PROVIDED RECORDS:
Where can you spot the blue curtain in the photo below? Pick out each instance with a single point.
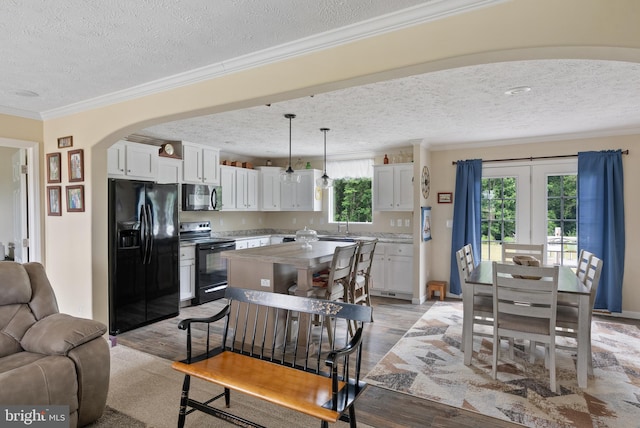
(601, 220)
(466, 215)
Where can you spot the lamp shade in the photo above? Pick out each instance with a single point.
(289, 176)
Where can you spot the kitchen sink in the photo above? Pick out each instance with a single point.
(340, 238)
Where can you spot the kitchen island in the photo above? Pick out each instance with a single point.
(276, 267)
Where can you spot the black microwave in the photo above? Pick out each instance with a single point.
(201, 197)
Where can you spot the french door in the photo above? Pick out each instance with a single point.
(530, 204)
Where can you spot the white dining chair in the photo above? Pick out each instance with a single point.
(510, 249)
(567, 316)
(583, 264)
(524, 307)
(482, 303)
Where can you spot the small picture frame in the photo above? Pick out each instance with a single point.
(76, 165)
(53, 168)
(75, 198)
(445, 197)
(65, 142)
(426, 223)
(54, 196)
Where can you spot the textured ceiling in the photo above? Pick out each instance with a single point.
(75, 52)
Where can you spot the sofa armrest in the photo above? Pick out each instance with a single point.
(57, 334)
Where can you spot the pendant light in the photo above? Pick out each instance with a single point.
(289, 176)
(324, 182)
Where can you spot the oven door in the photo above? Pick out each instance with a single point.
(211, 271)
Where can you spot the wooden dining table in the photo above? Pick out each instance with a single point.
(570, 291)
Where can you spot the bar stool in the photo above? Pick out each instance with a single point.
(439, 286)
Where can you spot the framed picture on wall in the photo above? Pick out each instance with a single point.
(426, 223)
(75, 199)
(54, 194)
(53, 168)
(76, 165)
(445, 197)
(65, 142)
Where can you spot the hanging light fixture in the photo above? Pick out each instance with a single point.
(324, 182)
(289, 176)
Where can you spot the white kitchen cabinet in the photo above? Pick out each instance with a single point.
(269, 189)
(393, 187)
(169, 170)
(239, 188)
(187, 272)
(246, 189)
(392, 271)
(133, 161)
(303, 196)
(200, 164)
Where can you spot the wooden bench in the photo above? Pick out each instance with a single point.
(306, 373)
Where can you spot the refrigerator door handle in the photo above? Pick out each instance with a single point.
(149, 233)
(143, 234)
(214, 198)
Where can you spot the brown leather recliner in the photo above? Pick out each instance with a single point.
(49, 358)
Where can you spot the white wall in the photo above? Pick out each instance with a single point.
(6, 195)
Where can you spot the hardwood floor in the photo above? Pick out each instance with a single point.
(377, 407)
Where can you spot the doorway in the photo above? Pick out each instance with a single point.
(531, 204)
(19, 195)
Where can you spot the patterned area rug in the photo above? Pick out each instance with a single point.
(427, 363)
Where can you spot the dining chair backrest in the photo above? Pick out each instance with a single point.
(509, 250)
(466, 262)
(359, 285)
(341, 271)
(592, 277)
(583, 264)
(525, 300)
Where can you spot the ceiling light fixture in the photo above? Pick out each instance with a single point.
(518, 90)
(289, 176)
(324, 182)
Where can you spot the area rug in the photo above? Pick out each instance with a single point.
(144, 391)
(427, 363)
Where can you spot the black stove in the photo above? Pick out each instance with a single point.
(211, 267)
(199, 232)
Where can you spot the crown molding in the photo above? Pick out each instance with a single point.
(405, 18)
(538, 139)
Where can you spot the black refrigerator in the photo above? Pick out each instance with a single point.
(144, 276)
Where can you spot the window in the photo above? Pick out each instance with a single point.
(350, 197)
(530, 204)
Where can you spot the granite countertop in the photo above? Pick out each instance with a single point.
(289, 253)
(392, 238)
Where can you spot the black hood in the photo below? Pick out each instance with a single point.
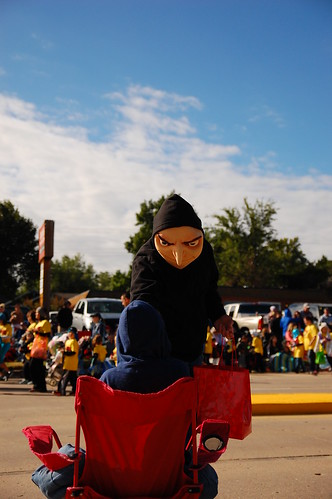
(175, 212)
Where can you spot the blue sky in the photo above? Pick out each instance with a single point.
(105, 104)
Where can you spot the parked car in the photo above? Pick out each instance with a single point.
(317, 309)
(252, 315)
(109, 308)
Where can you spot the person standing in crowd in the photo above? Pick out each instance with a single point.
(5, 339)
(70, 363)
(3, 310)
(326, 317)
(325, 340)
(275, 327)
(285, 320)
(175, 272)
(39, 350)
(305, 312)
(16, 317)
(309, 341)
(65, 317)
(125, 299)
(98, 326)
(298, 350)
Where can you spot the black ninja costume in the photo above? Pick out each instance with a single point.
(186, 298)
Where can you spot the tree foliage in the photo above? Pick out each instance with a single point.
(72, 275)
(248, 252)
(18, 251)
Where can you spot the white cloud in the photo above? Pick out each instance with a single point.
(93, 190)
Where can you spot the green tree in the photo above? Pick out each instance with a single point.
(18, 251)
(72, 275)
(144, 219)
(248, 252)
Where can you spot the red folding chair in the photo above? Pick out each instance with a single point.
(135, 442)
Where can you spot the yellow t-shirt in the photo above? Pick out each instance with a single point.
(43, 326)
(257, 344)
(298, 352)
(208, 348)
(70, 362)
(101, 351)
(6, 332)
(309, 336)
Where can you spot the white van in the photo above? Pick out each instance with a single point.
(317, 309)
(109, 308)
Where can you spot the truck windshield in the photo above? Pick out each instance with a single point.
(253, 309)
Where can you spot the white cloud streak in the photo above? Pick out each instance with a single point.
(93, 190)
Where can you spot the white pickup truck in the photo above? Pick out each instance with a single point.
(252, 315)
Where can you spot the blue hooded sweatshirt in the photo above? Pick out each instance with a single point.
(143, 352)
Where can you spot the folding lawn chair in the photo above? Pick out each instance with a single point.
(134, 442)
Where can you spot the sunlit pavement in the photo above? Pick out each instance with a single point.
(284, 456)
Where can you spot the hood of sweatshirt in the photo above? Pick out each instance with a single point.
(141, 334)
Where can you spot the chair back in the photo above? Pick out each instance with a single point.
(134, 442)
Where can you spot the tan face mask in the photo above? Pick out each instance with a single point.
(179, 246)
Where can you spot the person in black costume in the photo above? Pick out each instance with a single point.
(175, 271)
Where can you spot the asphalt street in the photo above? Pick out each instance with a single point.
(285, 456)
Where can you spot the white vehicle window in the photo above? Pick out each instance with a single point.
(80, 308)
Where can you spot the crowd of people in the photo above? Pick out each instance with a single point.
(287, 343)
(53, 355)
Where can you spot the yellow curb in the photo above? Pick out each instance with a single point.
(291, 403)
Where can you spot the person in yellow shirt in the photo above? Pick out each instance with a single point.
(298, 350)
(257, 348)
(5, 339)
(208, 347)
(42, 332)
(309, 341)
(99, 354)
(70, 363)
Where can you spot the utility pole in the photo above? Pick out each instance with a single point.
(46, 244)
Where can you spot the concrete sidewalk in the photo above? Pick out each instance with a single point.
(275, 460)
(291, 393)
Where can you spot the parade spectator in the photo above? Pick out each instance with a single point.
(42, 331)
(208, 347)
(70, 363)
(99, 354)
(289, 340)
(325, 340)
(65, 317)
(257, 351)
(125, 298)
(25, 349)
(298, 350)
(305, 312)
(285, 320)
(326, 317)
(309, 340)
(5, 340)
(275, 327)
(243, 346)
(98, 326)
(273, 351)
(16, 317)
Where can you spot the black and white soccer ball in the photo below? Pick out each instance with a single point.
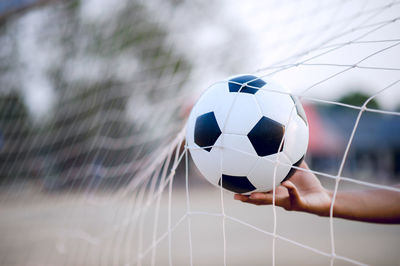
(240, 128)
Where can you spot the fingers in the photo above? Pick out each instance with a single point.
(294, 194)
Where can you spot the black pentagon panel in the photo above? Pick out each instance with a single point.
(299, 109)
(206, 131)
(233, 87)
(292, 170)
(266, 136)
(237, 184)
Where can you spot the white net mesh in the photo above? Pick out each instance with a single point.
(93, 162)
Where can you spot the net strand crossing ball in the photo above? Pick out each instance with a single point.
(240, 128)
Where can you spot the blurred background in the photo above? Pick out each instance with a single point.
(93, 95)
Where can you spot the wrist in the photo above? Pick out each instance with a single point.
(324, 208)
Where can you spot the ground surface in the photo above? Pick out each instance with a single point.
(102, 229)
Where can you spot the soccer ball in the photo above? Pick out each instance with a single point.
(244, 131)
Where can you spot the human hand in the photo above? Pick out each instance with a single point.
(302, 192)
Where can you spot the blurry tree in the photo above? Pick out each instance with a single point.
(109, 72)
(15, 125)
(358, 99)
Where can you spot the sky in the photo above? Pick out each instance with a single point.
(233, 37)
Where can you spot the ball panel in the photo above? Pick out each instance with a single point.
(237, 184)
(261, 176)
(266, 136)
(238, 155)
(296, 139)
(276, 106)
(254, 82)
(293, 170)
(244, 114)
(208, 163)
(206, 131)
(216, 99)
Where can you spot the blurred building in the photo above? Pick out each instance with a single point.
(375, 149)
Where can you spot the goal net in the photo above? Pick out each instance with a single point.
(94, 167)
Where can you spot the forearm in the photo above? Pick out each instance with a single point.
(377, 206)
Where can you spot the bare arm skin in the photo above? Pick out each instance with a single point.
(303, 192)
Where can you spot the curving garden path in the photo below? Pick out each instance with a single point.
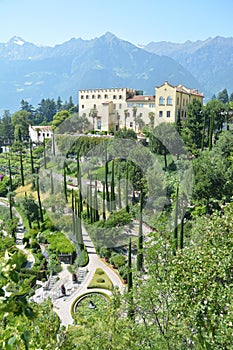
(62, 306)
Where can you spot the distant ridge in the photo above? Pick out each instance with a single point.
(32, 72)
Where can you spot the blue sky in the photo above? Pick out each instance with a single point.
(50, 22)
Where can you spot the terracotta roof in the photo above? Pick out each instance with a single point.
(183, 89)
(41, 127)
(141, 98)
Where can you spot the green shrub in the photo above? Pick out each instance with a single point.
(116, 219)
(59, 243)
(103, 282)
(118, 260)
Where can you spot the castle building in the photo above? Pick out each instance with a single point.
(115, 108)
(40, 133)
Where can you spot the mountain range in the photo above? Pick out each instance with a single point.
(31, 72)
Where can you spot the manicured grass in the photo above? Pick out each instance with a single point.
(100, 280)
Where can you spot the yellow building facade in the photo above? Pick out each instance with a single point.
(171, 100)
(115, 108)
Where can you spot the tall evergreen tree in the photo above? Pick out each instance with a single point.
(65, 181)
(106, 176)
(175, 231)
(113, 197)
(211, 130)
(140, 236)
(104, 208)
(39, 199)
(127, 188)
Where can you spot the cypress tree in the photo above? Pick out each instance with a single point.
(10, 190)
(175, 232)
(32, 163)
(130, 281)
(88, 208)
(65, 182)
(39, 200)
(140, 237)
(104, 209)
(51, 183)
(211, 131)
(203, 134)
(80, 203)
(106, 176)
(119, 190)
(73, 213)
(90, 201)
(113, 205)
(130, 274)
(126, 187)
(44, 154)
(182, 233)
(96, 211)
(21, 167)
(178, 122)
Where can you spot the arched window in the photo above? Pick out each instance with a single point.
(169, 101)
(161, 100)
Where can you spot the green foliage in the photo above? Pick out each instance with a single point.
(126, 134)
(116, 219)
(82, 258)
(59, 243)
(100, 280)
(192, 126)
(30, 209)
(118, 260)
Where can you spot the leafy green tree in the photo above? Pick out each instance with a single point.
(20, 121)
(46, 111)
(125, 134)
(30, 209)
(223, 96)
(6, 127)
(140, 237)
(59, 117)
(192, 126)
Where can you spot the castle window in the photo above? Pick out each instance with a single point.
(161, 100)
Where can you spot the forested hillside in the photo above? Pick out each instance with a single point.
(158, 211)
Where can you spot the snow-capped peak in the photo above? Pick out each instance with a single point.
(18, 41)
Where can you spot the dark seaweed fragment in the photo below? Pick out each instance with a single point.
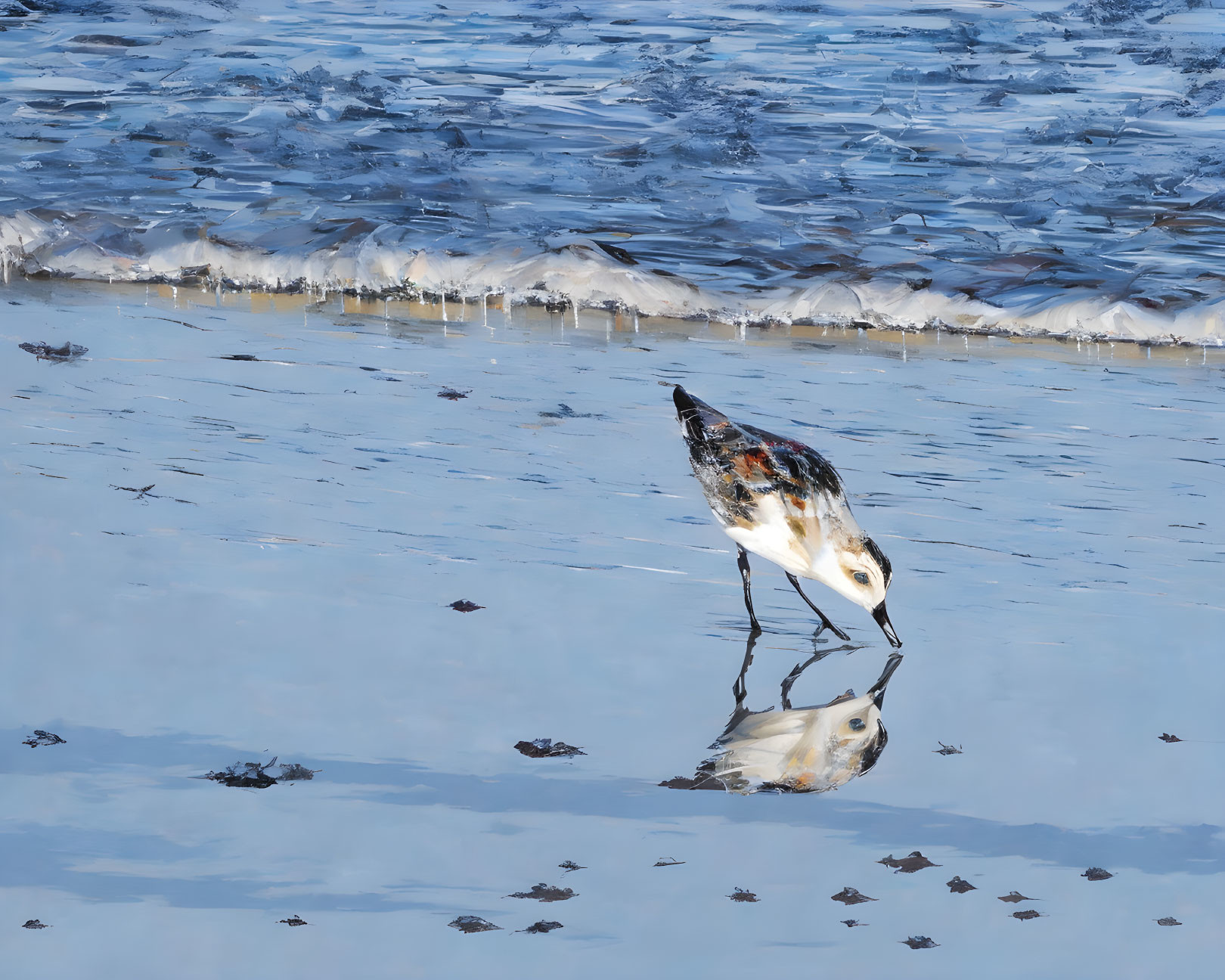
(908, 865)
(851, 897)
(547, 749)
(256, 776)
(545, 893)
(470, 924)
(699, 780)
(45, 352)
(43, 738)
(566, 412)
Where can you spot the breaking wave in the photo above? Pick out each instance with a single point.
(980, 166)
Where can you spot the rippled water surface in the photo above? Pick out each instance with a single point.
(1027, 167)
(211, 561)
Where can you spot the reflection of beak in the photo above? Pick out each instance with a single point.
(882, 620)
(877, 690)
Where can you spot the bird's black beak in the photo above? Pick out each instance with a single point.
(882, 620)
(877, 690)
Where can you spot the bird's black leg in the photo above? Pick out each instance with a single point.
(743, 561)
(825, 619)
(739, 691)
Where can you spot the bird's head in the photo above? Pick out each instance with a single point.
(864, 575)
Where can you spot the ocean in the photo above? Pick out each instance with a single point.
(337, 440)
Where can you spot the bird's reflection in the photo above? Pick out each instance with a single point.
(796, 750)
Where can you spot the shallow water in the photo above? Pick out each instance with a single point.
(1053, 515)
(1022, 167)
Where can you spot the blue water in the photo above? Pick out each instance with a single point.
(1051, 512)
(1025, 167)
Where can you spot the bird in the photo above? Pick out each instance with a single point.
(783, 500)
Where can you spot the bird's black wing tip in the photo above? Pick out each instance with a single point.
(687, 412)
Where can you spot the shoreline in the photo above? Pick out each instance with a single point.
(452, 308)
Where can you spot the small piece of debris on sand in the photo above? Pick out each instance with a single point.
(908, 865)
(470, 924)
(566, 412)
(256, 776)
(851, 897)
(45, 352)
(43, 738)
(547, 749)
(699, 780)
(545, 893)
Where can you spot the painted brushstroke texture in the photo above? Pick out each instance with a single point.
(1025, 167)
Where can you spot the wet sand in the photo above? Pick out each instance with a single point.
(284, 586)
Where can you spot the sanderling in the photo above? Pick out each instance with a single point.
(782, 500)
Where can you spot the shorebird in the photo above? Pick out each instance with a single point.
(782, 500)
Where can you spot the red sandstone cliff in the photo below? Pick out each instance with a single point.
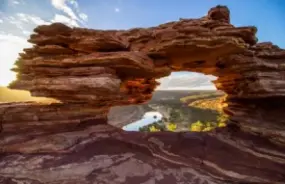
(91, 70)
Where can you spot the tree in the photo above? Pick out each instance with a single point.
(171, 127)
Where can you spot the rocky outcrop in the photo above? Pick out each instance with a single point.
(91, 70)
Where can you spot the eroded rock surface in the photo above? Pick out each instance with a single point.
(90, 71)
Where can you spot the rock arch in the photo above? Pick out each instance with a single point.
(91, 70)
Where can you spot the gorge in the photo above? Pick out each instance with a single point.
(90, 71)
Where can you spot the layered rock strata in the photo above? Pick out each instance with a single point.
(91, 70)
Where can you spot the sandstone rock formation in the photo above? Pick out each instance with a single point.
(91, 70)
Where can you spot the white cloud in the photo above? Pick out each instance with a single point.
(15, 2)
(31, 19)
(71, 9)
(117, 10)
(27, 33)
(10, 46)
(61, 5)
(83, 16)
(186, 81)
(65, 20)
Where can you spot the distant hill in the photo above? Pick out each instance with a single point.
(9, 95)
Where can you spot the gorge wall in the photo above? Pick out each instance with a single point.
(90, 71)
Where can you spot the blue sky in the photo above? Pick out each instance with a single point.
(19, 17)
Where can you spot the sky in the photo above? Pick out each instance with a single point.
(18, 18)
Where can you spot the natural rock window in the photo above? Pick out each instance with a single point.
(90, 71)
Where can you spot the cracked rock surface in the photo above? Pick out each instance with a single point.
(90, 71)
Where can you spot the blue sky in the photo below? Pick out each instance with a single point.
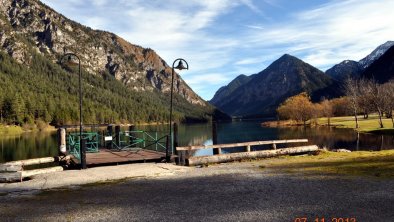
(221, 39)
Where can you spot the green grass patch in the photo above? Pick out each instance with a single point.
(362, 163)
(10, 130)
(365, 125)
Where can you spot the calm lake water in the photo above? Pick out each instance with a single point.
(33, 145)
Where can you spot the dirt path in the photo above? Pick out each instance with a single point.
(224, 192)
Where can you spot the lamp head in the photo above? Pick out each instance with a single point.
(180, 66)
(70, 61)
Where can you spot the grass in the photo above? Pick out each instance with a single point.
(10, 130)
(361, 163)
(370, 125)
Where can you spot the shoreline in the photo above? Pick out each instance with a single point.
(365, 125)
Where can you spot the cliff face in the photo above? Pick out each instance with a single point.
(29, 25)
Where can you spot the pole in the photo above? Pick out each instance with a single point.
(168, 155)
(214, 137)
(82, 148)
(83, 154)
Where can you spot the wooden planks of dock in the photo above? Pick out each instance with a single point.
(106, 156)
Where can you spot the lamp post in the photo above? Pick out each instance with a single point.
(180, 66)
(82, 151)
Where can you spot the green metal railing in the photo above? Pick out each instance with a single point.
(127, 140)
(73, 143)
(141, 139)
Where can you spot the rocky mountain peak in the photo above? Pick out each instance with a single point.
(375, 54)
(263, 92)
(29, 25)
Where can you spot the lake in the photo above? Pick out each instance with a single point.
(33, 145)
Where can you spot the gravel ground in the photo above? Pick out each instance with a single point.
(224, 192)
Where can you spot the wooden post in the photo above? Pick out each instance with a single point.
(117, 136)
(61, 132)
(131, 135)
(83, 154)
(215, 137)
(175, 138)
(109, 130)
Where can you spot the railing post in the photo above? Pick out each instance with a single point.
(215, 137)
(109, 130)
(83, 153)
(248, 148)
(274, 146)
(131, 134)
(168, 155)
(61, 132)
(117, 136)
(156, 141)
(175, 139)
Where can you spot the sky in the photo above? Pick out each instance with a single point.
(221, 39)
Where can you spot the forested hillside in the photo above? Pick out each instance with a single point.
(44, 91)
(122, 82)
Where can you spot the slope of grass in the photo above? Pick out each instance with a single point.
(365, 125)
(10, 130)
(362, 163)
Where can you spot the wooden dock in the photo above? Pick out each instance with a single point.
(248, 153)
(107, 157)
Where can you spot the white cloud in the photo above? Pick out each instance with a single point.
(198, 31)
(331, 33)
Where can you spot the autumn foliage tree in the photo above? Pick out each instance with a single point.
(298, 107)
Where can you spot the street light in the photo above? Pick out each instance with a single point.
(180, 66)
(82, 151)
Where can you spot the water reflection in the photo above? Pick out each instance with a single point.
(33, 145)
(27, 145)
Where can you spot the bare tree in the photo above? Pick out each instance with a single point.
(364, 100)
(377, 99)
(352, 93)
(327, 110)
(388, 91)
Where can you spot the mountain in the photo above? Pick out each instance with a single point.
(122, 81)
(225, 91)
(345, 69)
(375, 54)
(382, 69)
(353, 69)
(261, 95)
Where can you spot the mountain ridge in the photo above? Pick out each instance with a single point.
(261, 95)
(50, 33)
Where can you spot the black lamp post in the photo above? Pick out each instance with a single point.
(82, 150)
(180, 66)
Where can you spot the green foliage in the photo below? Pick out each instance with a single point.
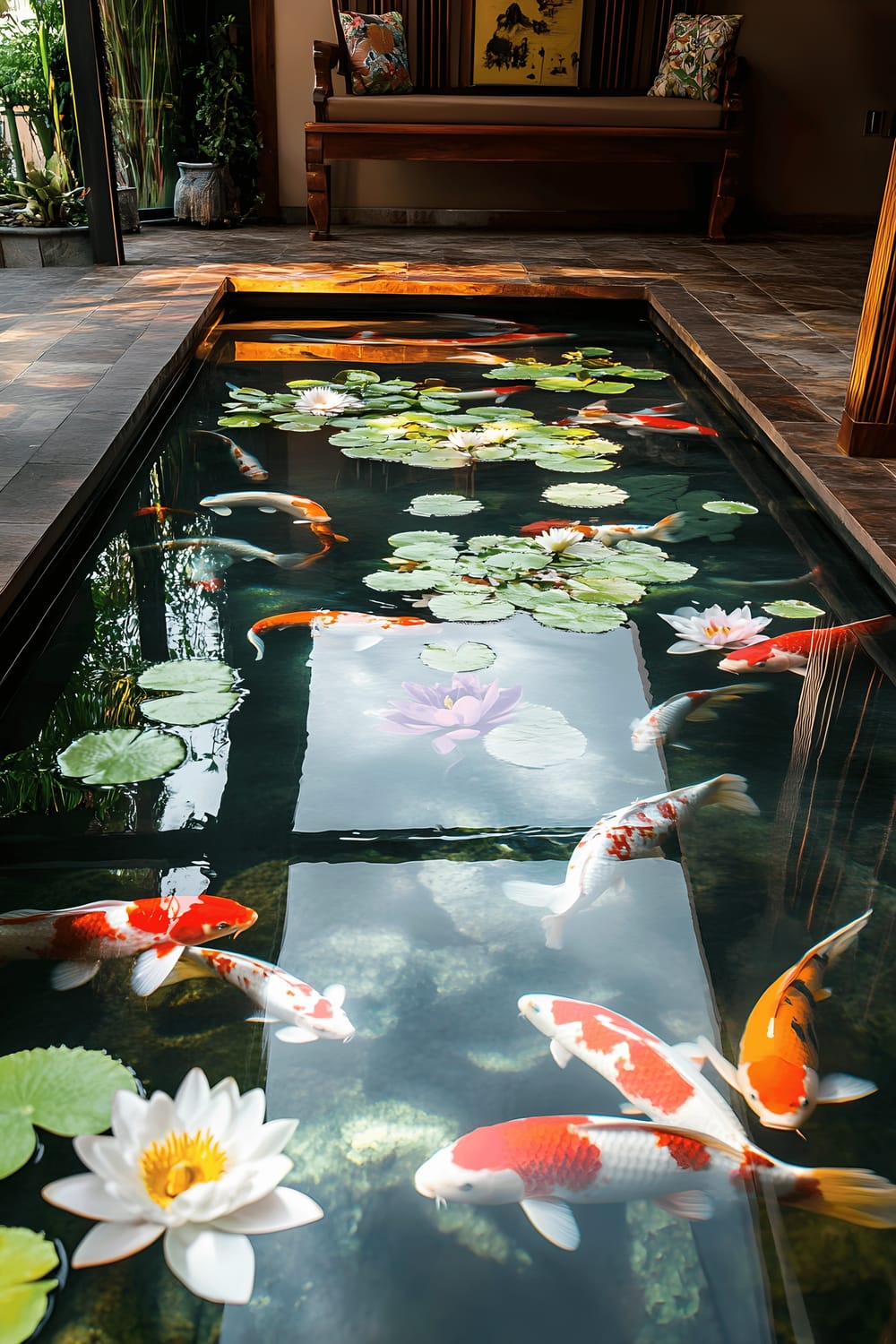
(65, 1090)
(24, 1258)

GIVEN TASK: All lines from the one holding "Where can you spot the autumn" through the last line of the entries, and nothing else, are to be output exactly; leave out the pictures.

PROBLEM SOLUTION:
Where can you spot the autumn foliage tree in the photo above? Pick out each instance with a single point.
(298, 107)
Where can you spot the street light in the photo above? Pick out each instance with a single point.
(180, 66)
(82, 151)
Where can you spot the water reflection in the photo above? Pick out each instance with a single point.
(33, 145)
(27, 145)
Where can you spot the bare tree in the photo above? Pick out each instance with a single point.
(364, 100)
(377, 99)
(352, 93)
(327, 110)
(388, 91)
Where can you spot the mountain in the photo above? Pick out each instance with a single point.
(122, 81)
(225, 91)
(345, 69)
(375, 54)
(382, 69)
(353, 69)
(261, 95)
Where can you spot the mountain ridge in the photo above? Pick out each instance with a single point.
(261, 95)
(50, 33)
Where can you spot the black lamp post in the photo above? Pick out each instance with a single point.
(82, 150)
(180, 66)
Where can you spot the green foliage in the photo below? Pick out each instance with a single point.
(65, 1090)
(24, 1258)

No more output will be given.